What to work on:
(A) List the western social media platforms on which the Ochama article says the brand has an account or channel.
(B) From the Ochama article, reproduce word for word the part that opens with the words containing "On that Instagram" and closes with "speed in May.".

Selected excerpt:
....................

I thought I’d written all I wanted to say about JD.com’s Ochama ‘omnichannel’ stores. Until I stumbled on their WeChat account … While Ochama shows limited activity on western social media in The Netherlands, its Chinese WeChat account is bursting with price comparisons, strange promotions and cumbersome customer acquisition campaigns. Only available to those who use WeChat and read Mandarin …
Earlier this year Chinese e-tailer JD.com opened four Ochama pick-up stores in The Netherlands. The fumbled concept has left many people, among whom me, far from impressed. For a newly launched concept Ochama has remained relatively quiet on western social media. When checking their social channels, the Facebook icon on Ochama’s website turns out to link to a personal page of one Max Visser (a case of ‘the intern screwed up’?). Admittedly, it does show two Ochama logos.
Ochama does have another official Facebook page though. It has 248 followers at the time of writing and often posts about current discounts, most of which receives no or just one ‘like’. It also organises competitions to acquire followers on Instagram.
On that Instagram account they have 54 posts, again mostly promoting current discounts. Twitter is even worse, with 3 posts, the latest concerning a January opening of a store, prompting a Twitter user to write: ‘This twitter account is just like the shops, nothing to do and not a person in sight”. Ochama’s YouTube channel has 2 videos.
While tumbleweeds are blowing through most of Ochama’s western social media accounts, the brand is remarkably active on China’s most important app: WeChat. Ochama opened an official account (link in Dutch), enabling it to post messages comparable to western e-mail newsletters to its followers. Since posting their first message on January 10th Ochama has posted almost 50 times, clearly picking up speed in May.

....................

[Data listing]

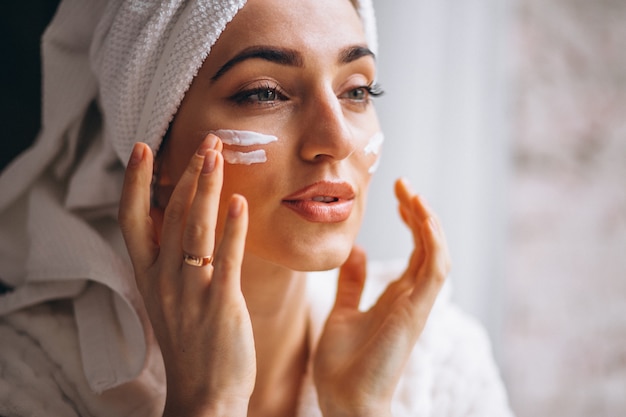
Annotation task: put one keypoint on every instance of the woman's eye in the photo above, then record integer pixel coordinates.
(358, 94)
(259, 95)
(265, 95)
(363, 93)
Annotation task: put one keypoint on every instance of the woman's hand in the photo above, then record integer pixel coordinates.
(198, 313)
(361, 355)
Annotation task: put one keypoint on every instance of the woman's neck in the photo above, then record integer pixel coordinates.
(275, 297)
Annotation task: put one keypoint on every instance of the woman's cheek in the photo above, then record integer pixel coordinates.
(372, 151)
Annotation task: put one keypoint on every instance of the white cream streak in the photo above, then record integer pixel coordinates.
(244, 158)
(373, 148)
(244, 138)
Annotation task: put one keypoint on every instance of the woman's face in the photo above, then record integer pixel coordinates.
(298, 71)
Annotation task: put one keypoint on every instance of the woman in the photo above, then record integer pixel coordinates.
(263, 174)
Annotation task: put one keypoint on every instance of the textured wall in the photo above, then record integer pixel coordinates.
(565, 339)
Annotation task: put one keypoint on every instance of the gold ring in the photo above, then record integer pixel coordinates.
(197, 260)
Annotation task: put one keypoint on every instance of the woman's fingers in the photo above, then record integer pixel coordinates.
(351, 280)
(134, 212)
(430, 262)
(177, 210)
(199, 232)
(229, 255)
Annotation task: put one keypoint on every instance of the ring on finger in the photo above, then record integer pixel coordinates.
(197, 260)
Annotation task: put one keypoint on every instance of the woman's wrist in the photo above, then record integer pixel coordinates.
(223, 408)
(352, 409)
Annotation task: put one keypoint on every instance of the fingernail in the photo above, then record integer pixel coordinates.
(212, 141)
(209, 162)
(433, 224)
(135, 156)
(235, 207)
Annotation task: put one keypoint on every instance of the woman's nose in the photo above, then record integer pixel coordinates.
(325, 134)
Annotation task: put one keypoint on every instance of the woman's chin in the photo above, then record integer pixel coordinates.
(309, 260)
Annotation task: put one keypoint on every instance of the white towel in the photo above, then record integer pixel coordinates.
(114, 73)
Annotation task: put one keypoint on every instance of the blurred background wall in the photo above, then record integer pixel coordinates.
(564, 345)
(509, 116)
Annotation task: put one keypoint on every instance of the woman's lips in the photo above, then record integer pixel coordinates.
(322, 202)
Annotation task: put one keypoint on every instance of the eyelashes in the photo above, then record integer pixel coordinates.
(264, 94)
(271, 94)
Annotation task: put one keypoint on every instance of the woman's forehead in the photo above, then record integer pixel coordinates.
(308, 26)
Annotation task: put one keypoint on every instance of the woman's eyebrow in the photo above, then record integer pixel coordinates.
(281, 56)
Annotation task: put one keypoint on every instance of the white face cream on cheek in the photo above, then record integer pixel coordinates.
(244, 138)
(244, 158)
(373, 148)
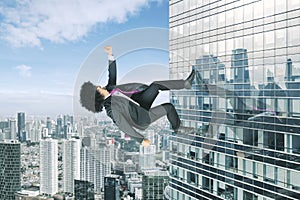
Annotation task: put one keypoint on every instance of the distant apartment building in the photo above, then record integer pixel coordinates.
(10, 169)
(71, 163)
(154, 184)
(245, 101)
(48, 167)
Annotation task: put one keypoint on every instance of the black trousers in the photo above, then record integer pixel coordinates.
(147, 97)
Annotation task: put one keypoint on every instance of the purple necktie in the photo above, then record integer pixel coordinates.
(123, 92)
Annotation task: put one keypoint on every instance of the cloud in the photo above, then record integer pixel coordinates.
(24, 70)
(29, 22)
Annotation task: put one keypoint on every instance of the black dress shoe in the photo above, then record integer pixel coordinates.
(189, 81)
(184, 130)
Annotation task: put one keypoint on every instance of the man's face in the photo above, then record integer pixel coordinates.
(101, 90)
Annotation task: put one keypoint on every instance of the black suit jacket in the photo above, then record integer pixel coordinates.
(125, 113)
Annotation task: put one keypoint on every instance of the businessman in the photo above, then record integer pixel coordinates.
(130, 105)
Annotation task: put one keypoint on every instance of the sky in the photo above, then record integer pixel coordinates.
(43, 45)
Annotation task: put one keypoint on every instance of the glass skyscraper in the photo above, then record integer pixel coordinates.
(10, 169)
(245, 101)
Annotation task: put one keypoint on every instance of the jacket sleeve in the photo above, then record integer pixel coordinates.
(124, 126)
(112, 73)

....................

Task responses:
(A) Facebook, Instagram, Twitter, YouTube

(B)
On that Instagram account they have 54 posts, again mostly promoting current discounts. Twitter is even worse, with 3 posts, the latest concerning a January opening of a store, prompting a Twitter user to write: ‘This twitter account is just like the shops, nothing to do and not a person in sight”. Ochama’s YouTube channel has 2 videos.
While tumbleweeds are blowing through most of Ochama’s western social media accounts, the brand is remarkably active on China’s most important app: WeChat. Ochama opened an official account (link in Dutch), enabling it to post messages comparable to western e-mail newsletters to its followers. Since posting their first message on January 10th Ochama has posted almost 50 times, clearly picking up speed in May.